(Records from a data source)
——————

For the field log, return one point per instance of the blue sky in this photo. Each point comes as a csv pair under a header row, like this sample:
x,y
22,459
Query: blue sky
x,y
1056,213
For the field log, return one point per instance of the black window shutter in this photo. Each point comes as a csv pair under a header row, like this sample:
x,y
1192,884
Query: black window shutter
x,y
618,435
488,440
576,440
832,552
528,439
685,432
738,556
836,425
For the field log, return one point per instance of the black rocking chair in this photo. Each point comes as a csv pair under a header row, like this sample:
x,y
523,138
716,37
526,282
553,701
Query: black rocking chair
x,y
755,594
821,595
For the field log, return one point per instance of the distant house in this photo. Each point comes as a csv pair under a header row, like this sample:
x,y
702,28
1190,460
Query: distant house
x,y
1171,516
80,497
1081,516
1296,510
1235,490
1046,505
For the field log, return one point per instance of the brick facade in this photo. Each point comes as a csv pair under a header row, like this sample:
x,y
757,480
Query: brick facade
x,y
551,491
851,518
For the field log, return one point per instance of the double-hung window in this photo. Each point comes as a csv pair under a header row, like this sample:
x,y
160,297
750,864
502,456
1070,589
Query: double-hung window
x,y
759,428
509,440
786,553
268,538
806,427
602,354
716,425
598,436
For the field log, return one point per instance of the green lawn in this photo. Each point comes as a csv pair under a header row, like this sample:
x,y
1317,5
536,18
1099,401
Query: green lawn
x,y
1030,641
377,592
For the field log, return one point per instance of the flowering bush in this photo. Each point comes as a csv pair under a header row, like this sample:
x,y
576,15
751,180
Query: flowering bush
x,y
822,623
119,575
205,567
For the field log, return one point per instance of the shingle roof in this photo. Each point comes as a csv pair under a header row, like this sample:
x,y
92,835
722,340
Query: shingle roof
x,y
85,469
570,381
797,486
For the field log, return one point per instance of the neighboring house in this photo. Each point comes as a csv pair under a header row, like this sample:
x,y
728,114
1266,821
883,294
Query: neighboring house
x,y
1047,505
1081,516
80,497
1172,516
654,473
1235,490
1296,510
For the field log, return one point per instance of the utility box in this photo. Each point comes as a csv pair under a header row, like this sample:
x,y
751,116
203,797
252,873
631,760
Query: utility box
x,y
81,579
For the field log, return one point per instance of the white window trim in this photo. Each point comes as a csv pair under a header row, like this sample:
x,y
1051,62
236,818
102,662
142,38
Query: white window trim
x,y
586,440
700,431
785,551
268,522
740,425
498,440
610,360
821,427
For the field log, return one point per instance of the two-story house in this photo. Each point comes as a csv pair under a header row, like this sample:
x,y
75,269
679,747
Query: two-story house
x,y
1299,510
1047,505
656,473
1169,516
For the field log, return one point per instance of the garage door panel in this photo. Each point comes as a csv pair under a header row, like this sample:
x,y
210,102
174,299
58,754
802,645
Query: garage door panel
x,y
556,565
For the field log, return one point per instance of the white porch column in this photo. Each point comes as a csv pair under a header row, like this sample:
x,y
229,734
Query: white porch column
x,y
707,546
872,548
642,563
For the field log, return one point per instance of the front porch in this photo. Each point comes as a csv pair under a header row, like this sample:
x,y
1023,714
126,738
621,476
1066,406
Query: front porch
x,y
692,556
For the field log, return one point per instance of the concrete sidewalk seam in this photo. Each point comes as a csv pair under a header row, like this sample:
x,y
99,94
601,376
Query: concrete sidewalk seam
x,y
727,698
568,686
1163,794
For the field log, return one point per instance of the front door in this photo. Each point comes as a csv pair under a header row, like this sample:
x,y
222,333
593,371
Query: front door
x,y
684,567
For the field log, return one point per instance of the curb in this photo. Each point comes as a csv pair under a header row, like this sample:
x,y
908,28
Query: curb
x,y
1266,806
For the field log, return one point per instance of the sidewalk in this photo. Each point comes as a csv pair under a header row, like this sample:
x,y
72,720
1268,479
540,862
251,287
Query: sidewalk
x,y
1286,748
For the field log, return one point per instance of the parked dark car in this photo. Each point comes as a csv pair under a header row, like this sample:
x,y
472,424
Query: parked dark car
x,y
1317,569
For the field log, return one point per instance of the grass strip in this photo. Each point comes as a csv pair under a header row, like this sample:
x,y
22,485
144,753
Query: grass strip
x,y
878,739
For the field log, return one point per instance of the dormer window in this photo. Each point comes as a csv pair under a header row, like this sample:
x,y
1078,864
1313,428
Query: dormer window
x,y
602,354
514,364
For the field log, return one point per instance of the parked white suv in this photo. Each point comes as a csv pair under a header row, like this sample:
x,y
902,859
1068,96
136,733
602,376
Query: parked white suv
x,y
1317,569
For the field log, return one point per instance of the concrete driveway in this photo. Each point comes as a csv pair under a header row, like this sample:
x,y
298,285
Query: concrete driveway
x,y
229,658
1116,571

——————

Restate every line of the listing above word for word.

SOLUTION TO THE EXERCISE:
For the field log, return one point per instance of the blue sky in this photo. Each point comes as a csv pair under a header row, like this sample:
x,y
22,459
Query: blue sky
x,y
1056,213
For the field log, return one point per instance of the black window shutter in this photo. Each point comes as a csv pair under a header row, like this sample:
x,y
1192,884
Query: black window shutter
x,y
618,435
488,440
576,440
832,552
528,439
685,432
738,556
836,425
For the field log, return one point per instance of the black rocking chair in this photo. Each point comes as a csv pair under a header row, like this sample:
x,y
523,138
716,37
526,282
553,701
Query: black rocking chair
x,y
755,594
821,595
For the field log, return one point per instance of the distant house in this photo. Each point comes as a csv pair under a header row, like this sample:
x,y
702,28
1190,460
Query: distant house
x,y
1171,516
80,497
1081,516
1296,510
1235,490
1046,505
For the field log, return one point per instance of the brick facade in this photo. Each point comes as a csv pair under a header row, like this sample:
x,y
757,480
Query: brick facade
x,y
551,491
851,518
For the field log, return one point per instance of the double-hung window in this photo. Each point comes as a csv pair under a header row, like this sample:
x,y
160,297
750,864
502,456
1070,589
Query: double-hung window
x,y
759,428
509,440
786,553
268,538
806,427
602,354
716,425
598,436
For the field log, return one point per instance of the green lawn in this photo. Each point comes as a csv pair under a header row, like this sample:
x,y
1317,5
536,18
1099,401
Query: green lawn
x,y
1030,641
377,592
For the field log, return one point per instance of the flowering bush in this photo. Each point comes as a csv pair under a header row, like this sample:
x,y
576,15
751,180
Query: flowering bush
x,y
822,623
119,575
205,567
For the field log, return one point per instance of the shingle roof in this photo. Each point comes as a csv pair under a header row, like this sample:
x,y
92,835
722,340
Query: shingle roof
x,y
85,469
570,381
797,486
For the field log, return one point per instance of the neighboring house in this photo. Each point comes as a csv pair under a header row, like this sample:
x,y
728,114
1266,821
883,294
Query: neighboring house
x,y
1047,505
1081,516
80,497
1172,516
654,473
1235,490
1296,510
For the field log, return one point per instance of the utility box in this photo. Each point comes as a csv pair under a header row, like this sample:
x,y
751,116
203,797
252,873
631,760
Query: utility box
x,y
81,579
For the field log, return one point per instance of the white window trim in this photo. Each point comes as a csv pair under a header row, like this sample:
x,y
1051,62
236,818
102,662
142,38
Query: white window trim
x,y
586,440
700,431
785,551
268,522
740,425
498,440
610,360
821,427
For the field log, return one point per instance of the two-story house in this photo. Each point comes as a csv pair under a header row, like this sample:
x,y
75,269
679,747
Query: two-story house
x,y
1299,510
1047,505
656,473
1169,516
For the field log, return one point per instance of the garage door panel in this photo. Each point comes as a csv pair under a header row, like this sample:
x,y
210,102
174,299
58,754
802,645
Query: garage door panel
x,y
556,565
For the field log, return one point per instance of the white porch column in this photo. Each point comes as a csv pair under a header row, like this sample:
x,y
229,734
Query: white porch column
x,y
707,546
872,548
642,563
For the field log, return one point per instance of the front porch in this photo. Each point comes as a csv pair under a header row, like this sample:
x,y
1023,714
126,738
621,476
1066,406
Query: front porch
x,y
692,556
For the field log, return one point per instance of the concrete sidewalk seam in this photo. Each point comes as a csv pair under a header row, like this sample:
x,y
99,94
601,376
Query: concrete sidewalk seam
x,y
727,698
568,686
1163,794
For the field log, return one point per instance of the front door in this photo. Each point comes as a csv pair under a header row, like this sample:
x,y
222,333
593,371
Query: front door
x,y
684,567
For the field log, return one point per instance of the curb in this photo. Each point comes as a csv pair under a header row, like this sample:
x,y
908,28
Query: curb
x,y
1266,806
For the field log, return one point per instance of the sidewalk in this photo. Each point comes as a csv pair under a header row, like this sample:
x,y
72,720
1268,479
540,862
251,287
Query: sidewalk
x,y
1286,748
For the field log, return one point per instance of the parked dark car in this photo. Each point comes as a csv pair under a header row, like this sample:
x,y
472,424
Query: parked dark car
x,y
1317,569
For the field log, return one point per instance of the grass strip in this photo. Each point comes as a csv pair under a header row, like this sample:
x,y
22,485
144,753
Query: grass strip
x,y
878,739
For the field log, return one point per instance of the dormer window in this photo. Each point comes as a csv pair under a header row, like this sample:
x,y
1078,864
1313,428
Query: dormer window
x,y
602,354
514,364
For the field log, return one point per instance of the parked white suv in this photo. Each point comes as a csv pair under a header row, like this sample:
x,y
902,859
1068,96
136,733
602,376
Query: parked white suv
x,y
1317,569
For the field log, return one point per instance of the concrete driveway in this photo. Each point comes as a csv pair under a header row, like this sample:
x,y
298,285
Query: concrete driveway
x,y
229,658
1116,571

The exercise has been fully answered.